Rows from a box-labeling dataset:
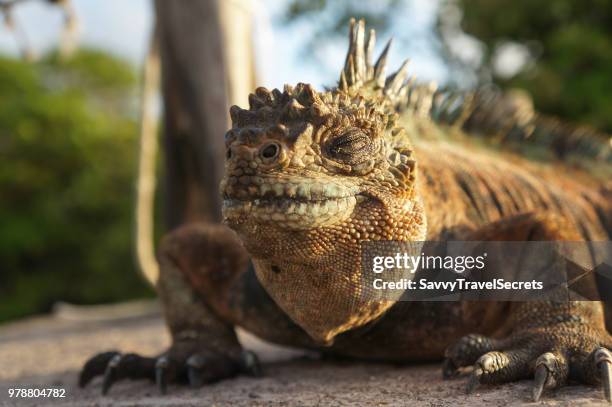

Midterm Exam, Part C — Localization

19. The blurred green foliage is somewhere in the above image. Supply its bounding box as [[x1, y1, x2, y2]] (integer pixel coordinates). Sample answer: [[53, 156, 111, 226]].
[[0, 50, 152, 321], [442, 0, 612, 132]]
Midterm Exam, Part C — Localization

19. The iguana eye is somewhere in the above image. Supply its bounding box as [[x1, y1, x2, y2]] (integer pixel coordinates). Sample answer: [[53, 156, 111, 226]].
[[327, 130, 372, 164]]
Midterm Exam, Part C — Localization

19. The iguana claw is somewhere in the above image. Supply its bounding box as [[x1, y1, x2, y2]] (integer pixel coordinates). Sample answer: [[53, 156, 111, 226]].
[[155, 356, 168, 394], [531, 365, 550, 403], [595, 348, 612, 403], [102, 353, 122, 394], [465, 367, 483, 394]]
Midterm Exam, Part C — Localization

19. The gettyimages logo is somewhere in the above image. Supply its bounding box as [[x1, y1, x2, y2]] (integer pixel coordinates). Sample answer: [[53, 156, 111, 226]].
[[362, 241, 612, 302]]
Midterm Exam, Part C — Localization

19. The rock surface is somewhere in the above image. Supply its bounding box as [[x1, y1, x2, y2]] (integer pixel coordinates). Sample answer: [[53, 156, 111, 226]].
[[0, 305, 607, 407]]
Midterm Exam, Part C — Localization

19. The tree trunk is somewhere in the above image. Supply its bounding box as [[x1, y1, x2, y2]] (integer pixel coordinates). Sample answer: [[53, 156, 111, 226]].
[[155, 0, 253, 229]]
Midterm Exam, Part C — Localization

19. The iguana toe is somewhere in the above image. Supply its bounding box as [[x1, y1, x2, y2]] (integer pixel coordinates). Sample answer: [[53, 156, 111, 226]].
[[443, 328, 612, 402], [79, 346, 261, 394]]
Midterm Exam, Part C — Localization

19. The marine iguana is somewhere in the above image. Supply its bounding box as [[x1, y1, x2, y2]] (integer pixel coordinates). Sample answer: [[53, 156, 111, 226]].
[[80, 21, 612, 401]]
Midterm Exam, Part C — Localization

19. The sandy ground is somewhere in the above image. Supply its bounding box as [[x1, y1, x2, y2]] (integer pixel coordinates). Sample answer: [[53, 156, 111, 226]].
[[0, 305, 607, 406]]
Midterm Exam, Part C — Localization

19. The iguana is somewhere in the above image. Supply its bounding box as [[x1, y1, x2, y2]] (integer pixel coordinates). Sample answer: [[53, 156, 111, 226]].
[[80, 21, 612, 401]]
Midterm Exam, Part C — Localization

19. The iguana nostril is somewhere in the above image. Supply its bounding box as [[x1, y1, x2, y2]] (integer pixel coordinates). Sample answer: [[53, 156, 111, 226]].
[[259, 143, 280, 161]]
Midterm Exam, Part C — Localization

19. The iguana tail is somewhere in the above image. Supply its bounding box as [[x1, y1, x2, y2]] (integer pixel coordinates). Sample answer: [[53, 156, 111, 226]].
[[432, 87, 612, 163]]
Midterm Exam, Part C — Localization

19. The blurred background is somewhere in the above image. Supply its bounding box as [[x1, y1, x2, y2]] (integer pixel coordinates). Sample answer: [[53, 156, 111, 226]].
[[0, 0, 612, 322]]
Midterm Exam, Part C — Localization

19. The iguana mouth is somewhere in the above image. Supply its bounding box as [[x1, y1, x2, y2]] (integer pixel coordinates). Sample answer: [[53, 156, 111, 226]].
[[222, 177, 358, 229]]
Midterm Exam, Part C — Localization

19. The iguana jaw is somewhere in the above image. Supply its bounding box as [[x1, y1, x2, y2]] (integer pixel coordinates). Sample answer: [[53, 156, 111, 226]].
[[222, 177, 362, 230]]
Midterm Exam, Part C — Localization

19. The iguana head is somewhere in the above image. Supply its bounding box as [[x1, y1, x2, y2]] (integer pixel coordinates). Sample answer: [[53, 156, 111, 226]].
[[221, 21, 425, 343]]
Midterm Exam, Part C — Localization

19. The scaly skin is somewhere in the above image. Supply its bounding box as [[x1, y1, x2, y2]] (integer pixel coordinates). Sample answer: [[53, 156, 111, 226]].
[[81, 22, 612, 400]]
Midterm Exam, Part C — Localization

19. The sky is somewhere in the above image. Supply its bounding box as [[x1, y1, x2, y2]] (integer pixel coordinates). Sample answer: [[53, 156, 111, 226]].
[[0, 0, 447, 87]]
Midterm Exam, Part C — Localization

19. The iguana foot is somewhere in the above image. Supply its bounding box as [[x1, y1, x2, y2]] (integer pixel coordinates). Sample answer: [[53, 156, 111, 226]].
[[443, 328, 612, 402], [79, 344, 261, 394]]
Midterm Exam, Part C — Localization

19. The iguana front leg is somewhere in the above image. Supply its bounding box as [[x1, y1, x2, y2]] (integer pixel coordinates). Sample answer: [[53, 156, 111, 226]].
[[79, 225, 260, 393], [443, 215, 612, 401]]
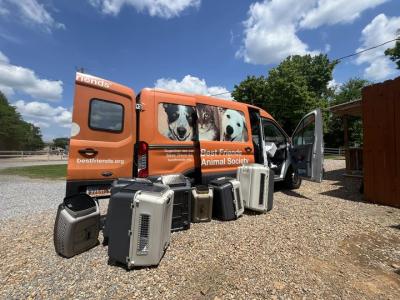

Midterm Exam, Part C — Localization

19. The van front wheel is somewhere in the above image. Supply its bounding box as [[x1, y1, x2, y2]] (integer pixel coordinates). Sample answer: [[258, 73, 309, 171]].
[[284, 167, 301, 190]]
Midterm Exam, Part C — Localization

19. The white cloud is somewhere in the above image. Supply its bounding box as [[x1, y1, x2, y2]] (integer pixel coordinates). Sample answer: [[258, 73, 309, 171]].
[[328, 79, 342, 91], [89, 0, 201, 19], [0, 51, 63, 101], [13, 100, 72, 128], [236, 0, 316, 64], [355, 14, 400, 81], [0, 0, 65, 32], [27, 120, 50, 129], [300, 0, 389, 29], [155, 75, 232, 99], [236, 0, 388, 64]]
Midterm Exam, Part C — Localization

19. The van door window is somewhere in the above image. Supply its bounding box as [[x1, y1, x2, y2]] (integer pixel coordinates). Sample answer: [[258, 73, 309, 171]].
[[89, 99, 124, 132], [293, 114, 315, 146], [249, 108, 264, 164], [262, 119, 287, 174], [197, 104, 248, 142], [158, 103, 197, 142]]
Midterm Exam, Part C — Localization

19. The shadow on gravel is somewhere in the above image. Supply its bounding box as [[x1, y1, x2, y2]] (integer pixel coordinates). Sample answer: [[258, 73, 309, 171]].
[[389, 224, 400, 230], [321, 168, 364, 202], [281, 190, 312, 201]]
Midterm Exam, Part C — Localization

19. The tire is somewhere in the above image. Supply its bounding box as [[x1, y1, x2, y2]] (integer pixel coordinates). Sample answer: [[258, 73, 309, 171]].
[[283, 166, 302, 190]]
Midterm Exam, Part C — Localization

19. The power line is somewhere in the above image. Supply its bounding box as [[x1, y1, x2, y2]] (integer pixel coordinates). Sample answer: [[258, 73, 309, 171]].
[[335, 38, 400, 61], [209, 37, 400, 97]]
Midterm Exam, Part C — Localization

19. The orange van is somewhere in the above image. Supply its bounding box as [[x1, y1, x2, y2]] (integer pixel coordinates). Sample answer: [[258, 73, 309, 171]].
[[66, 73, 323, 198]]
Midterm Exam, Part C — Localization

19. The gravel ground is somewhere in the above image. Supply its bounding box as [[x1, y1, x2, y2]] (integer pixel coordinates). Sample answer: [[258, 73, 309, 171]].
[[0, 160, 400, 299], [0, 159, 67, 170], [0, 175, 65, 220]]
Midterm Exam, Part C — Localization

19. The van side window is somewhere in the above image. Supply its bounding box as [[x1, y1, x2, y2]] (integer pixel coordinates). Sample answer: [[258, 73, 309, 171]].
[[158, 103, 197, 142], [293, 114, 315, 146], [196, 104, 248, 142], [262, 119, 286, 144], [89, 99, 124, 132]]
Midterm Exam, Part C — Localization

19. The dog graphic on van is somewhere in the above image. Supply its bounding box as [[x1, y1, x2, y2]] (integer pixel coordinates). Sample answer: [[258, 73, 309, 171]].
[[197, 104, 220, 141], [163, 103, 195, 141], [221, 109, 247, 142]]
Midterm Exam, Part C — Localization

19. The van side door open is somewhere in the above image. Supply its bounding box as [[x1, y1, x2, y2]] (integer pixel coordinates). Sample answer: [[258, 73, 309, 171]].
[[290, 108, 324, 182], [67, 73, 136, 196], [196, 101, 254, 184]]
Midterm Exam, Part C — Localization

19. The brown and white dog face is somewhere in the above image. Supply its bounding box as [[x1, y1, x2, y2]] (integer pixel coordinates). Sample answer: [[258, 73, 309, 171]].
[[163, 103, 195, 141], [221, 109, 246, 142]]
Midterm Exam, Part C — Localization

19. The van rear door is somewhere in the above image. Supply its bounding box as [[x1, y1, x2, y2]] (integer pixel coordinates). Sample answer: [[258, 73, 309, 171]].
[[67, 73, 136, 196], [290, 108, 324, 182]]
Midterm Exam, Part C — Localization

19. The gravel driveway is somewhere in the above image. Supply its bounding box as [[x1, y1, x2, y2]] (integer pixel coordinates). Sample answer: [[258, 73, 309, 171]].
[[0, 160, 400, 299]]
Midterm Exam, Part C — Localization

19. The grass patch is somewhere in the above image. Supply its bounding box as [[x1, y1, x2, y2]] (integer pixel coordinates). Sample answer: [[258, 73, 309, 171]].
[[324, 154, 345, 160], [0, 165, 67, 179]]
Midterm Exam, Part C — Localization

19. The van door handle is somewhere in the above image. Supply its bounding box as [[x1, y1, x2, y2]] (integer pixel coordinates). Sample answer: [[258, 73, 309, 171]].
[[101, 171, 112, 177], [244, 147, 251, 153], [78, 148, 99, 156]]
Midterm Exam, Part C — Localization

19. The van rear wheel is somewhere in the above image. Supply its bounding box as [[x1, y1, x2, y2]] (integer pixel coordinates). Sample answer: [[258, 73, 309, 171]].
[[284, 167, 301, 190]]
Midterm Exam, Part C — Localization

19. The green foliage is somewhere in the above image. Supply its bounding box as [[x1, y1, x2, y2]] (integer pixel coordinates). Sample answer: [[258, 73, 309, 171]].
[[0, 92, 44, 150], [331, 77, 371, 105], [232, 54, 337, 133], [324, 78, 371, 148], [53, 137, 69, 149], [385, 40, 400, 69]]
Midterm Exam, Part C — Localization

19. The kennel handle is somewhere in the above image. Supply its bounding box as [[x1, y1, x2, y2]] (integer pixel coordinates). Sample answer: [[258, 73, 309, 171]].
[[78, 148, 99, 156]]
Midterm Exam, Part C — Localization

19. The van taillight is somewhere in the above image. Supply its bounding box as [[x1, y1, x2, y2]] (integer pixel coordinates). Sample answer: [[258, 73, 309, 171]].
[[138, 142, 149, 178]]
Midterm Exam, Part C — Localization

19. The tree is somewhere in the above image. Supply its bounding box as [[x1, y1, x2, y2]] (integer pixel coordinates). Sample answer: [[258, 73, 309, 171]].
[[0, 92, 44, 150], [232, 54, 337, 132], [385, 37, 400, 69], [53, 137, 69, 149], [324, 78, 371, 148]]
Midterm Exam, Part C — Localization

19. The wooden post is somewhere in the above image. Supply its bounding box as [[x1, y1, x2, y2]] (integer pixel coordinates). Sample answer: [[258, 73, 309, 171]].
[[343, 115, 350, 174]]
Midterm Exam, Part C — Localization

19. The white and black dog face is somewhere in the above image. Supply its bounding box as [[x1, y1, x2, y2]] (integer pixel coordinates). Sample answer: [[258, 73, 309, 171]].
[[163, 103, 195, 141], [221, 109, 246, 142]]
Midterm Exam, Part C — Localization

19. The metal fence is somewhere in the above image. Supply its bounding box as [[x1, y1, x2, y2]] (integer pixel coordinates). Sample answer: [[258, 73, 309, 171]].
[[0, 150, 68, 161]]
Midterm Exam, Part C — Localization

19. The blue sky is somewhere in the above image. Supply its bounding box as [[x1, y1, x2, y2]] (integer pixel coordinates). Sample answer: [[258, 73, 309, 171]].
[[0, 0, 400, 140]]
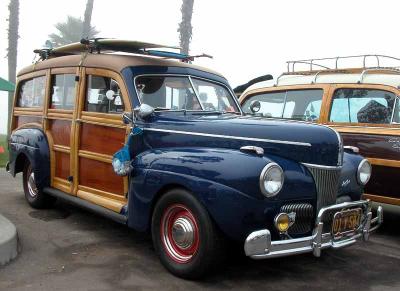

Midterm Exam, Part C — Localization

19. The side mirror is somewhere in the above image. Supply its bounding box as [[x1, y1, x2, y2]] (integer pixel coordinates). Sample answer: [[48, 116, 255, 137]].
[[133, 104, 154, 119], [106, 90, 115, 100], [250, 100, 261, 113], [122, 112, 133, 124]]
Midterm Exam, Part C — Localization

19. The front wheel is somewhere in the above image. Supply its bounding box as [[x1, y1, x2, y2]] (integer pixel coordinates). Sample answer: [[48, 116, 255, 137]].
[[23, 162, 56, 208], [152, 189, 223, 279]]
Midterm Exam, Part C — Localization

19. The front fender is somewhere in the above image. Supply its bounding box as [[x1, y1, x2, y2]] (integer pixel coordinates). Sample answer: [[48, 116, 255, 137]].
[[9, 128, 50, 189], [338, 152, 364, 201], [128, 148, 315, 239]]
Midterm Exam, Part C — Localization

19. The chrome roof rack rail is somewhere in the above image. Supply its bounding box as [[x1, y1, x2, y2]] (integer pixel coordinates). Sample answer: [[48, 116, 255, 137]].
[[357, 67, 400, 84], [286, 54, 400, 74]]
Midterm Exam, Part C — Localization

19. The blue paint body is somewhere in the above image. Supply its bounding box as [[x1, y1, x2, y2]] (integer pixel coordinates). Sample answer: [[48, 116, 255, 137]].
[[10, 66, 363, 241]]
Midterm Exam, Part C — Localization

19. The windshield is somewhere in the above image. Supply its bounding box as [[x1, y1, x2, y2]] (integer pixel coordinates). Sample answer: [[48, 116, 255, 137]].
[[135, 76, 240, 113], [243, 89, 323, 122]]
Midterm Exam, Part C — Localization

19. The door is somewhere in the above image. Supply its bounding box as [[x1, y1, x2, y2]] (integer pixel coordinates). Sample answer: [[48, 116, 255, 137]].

- **Short task**: State how many lines of the data contain the word "foliage". Give only the number.

- **Result for this exercise**: 2